**** Entries supplied

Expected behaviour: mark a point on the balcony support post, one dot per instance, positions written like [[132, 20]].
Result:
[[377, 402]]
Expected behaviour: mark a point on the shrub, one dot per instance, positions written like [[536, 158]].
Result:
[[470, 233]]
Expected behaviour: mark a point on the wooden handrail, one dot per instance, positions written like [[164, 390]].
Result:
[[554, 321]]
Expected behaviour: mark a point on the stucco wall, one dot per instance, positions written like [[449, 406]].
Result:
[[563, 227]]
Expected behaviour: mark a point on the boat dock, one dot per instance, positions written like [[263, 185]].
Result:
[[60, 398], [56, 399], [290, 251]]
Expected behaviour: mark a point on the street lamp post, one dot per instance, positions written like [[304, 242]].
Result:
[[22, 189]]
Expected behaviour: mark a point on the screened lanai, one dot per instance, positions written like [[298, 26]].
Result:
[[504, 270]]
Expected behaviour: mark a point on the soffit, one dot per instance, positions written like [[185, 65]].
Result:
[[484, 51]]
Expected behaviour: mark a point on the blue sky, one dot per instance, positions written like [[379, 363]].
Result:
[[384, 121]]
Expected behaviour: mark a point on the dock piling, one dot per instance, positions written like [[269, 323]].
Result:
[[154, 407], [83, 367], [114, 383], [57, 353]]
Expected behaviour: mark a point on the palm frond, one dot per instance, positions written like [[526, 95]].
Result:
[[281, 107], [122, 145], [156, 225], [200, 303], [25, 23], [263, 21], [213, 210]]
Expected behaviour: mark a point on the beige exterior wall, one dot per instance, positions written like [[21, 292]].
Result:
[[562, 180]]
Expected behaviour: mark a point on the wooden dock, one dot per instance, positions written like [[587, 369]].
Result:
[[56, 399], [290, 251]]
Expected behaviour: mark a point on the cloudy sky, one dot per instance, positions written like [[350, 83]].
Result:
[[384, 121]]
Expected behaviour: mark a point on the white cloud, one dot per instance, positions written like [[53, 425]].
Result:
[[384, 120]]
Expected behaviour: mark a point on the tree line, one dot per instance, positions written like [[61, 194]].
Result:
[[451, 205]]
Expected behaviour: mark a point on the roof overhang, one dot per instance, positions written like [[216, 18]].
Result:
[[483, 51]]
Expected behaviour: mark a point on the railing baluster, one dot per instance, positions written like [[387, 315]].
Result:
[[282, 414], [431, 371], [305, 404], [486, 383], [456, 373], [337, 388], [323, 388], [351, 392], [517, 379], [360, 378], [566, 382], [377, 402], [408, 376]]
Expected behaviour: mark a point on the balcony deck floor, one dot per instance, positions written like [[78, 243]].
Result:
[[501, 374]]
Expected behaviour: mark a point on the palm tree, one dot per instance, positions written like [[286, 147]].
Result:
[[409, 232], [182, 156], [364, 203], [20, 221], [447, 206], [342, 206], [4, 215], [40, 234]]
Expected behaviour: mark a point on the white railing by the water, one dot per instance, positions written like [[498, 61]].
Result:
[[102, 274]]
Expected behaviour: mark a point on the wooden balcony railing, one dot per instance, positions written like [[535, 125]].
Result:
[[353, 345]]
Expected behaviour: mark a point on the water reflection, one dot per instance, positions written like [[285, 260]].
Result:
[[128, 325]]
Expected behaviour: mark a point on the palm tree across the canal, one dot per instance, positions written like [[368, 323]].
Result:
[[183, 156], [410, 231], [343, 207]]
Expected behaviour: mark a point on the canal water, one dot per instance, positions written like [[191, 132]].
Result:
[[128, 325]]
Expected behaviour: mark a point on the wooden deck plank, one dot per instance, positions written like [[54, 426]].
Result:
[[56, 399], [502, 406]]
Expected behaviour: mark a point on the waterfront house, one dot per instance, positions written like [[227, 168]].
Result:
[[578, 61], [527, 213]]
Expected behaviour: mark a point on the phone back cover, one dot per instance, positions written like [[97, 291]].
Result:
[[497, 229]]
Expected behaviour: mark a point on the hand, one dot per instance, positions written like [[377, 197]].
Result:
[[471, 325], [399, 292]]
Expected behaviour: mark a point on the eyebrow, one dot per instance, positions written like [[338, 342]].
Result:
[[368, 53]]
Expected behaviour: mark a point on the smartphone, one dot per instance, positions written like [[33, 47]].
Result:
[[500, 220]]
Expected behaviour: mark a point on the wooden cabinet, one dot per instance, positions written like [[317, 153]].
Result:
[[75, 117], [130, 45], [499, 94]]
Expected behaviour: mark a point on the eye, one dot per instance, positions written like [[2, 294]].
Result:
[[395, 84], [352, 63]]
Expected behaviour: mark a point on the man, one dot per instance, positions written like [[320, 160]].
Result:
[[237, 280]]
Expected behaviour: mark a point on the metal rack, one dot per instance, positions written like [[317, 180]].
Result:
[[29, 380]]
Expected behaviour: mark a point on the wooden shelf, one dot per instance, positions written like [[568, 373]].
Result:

********
**** Entries supplied

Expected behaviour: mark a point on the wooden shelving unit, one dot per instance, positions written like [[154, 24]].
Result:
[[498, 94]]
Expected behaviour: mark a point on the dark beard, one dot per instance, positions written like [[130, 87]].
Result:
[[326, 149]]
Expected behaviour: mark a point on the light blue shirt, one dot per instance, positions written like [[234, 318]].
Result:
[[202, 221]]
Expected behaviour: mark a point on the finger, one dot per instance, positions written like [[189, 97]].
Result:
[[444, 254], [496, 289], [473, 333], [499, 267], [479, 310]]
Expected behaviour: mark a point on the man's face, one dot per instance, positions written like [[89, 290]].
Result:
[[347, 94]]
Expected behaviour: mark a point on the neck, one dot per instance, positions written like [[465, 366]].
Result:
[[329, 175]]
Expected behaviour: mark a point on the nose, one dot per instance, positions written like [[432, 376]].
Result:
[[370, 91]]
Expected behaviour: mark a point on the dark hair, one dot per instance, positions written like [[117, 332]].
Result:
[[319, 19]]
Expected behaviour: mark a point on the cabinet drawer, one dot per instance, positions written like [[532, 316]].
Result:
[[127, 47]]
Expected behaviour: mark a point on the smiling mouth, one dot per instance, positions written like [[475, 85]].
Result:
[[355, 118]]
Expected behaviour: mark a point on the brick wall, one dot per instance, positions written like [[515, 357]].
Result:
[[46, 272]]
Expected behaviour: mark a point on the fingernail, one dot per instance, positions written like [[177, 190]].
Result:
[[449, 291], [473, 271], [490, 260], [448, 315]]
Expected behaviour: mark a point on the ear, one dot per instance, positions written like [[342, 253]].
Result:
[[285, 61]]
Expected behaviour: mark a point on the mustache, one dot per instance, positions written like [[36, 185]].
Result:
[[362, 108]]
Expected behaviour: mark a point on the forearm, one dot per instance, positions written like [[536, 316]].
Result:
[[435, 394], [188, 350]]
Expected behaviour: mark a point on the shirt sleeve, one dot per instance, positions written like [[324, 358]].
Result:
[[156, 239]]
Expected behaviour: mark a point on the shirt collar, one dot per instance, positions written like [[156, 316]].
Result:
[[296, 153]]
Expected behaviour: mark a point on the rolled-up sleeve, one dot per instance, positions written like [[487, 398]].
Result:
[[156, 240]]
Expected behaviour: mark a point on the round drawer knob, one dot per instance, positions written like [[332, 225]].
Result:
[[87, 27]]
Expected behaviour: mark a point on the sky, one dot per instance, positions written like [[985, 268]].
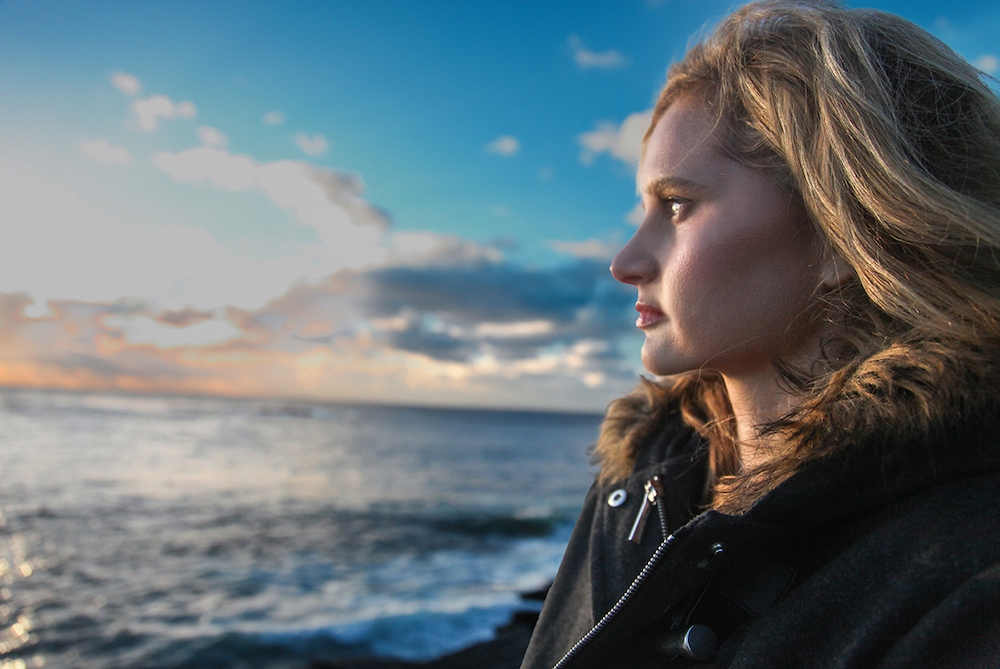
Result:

********

The required output is each line of the entries that contains the word "post".

◆ **Task result**:
Expected behaviour: mark a point on the balcony support post, one dot per instance, positions written like [[132, 20]].
Expected behaviour: mark a point on the street lamp post, one dot per instance, positions written like [[304, 242]].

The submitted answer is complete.